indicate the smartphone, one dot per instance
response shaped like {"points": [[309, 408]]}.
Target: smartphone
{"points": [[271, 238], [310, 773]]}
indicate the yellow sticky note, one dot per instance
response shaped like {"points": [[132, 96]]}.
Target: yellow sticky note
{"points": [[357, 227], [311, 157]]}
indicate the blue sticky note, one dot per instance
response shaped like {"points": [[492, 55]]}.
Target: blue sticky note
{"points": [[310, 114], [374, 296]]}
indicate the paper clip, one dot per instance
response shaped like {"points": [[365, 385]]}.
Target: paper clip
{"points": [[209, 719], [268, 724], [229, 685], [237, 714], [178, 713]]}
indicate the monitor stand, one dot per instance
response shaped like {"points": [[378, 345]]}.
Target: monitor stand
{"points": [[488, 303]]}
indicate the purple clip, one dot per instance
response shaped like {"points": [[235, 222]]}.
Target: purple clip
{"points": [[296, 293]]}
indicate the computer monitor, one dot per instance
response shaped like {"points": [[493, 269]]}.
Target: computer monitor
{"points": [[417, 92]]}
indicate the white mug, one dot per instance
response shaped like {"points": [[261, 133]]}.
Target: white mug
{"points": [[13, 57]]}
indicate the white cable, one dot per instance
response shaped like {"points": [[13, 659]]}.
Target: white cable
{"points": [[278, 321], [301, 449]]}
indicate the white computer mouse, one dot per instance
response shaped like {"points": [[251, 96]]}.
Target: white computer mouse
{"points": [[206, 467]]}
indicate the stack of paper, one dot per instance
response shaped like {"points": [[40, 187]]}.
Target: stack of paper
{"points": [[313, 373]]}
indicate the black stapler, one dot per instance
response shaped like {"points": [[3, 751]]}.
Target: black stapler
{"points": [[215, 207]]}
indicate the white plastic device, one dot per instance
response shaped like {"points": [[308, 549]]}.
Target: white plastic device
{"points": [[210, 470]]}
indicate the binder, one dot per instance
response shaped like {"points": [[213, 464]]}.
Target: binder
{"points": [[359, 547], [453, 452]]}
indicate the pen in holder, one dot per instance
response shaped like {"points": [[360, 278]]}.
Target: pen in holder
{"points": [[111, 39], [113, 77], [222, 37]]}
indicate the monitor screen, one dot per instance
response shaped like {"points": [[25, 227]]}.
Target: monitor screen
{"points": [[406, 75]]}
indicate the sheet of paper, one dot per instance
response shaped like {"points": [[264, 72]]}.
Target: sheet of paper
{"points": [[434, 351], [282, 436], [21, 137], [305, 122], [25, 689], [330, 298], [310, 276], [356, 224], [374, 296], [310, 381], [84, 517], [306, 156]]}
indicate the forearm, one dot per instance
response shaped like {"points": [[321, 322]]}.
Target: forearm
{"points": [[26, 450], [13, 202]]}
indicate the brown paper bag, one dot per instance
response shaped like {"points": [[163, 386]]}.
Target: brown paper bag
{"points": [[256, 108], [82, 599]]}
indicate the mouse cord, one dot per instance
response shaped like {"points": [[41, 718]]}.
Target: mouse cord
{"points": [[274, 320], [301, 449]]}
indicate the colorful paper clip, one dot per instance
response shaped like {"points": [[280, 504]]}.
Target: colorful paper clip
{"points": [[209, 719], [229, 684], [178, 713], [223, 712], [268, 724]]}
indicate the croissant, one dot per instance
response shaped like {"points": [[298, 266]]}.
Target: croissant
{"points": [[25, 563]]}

** ASSIGNMENT **
From the line containing "indicate the forearm, one dot per instance" down to the final line of the records above, copy everything exactly and include nothing else.

** WRITTEN REPLY **
indicate the forearm, one dot per instance
response shaped like {"points": [[321, 322]]}.
Target: forearm
{"points": [[26, 450], [13, 202]]}
indicate the brown paper bag, one dot per instance
response shaped like {"points": [[163, 386]]}.
Target: brown paper bag
{"points": [[256, 108], [82, 599]]}
indicate the mouse cord, one dot per instance
response shaped like {"points": [[41, 718]]}.
Target: mouse cord
{"points": [[274, 320], [301, 449]]}
indicate the colorful paper clip, one dot per instance
response shaped like {"points": [[280, 504]]}.
Target: colorful paper clip
{"points": [[209, 719], [229, 684], [178, 713], [223, 712], [268, 724]]}
indicate the croissant, one dot per instance
response shaped like {"points": [[298, 266]]}.
Target: croissant
{"points": [[25, 563]]}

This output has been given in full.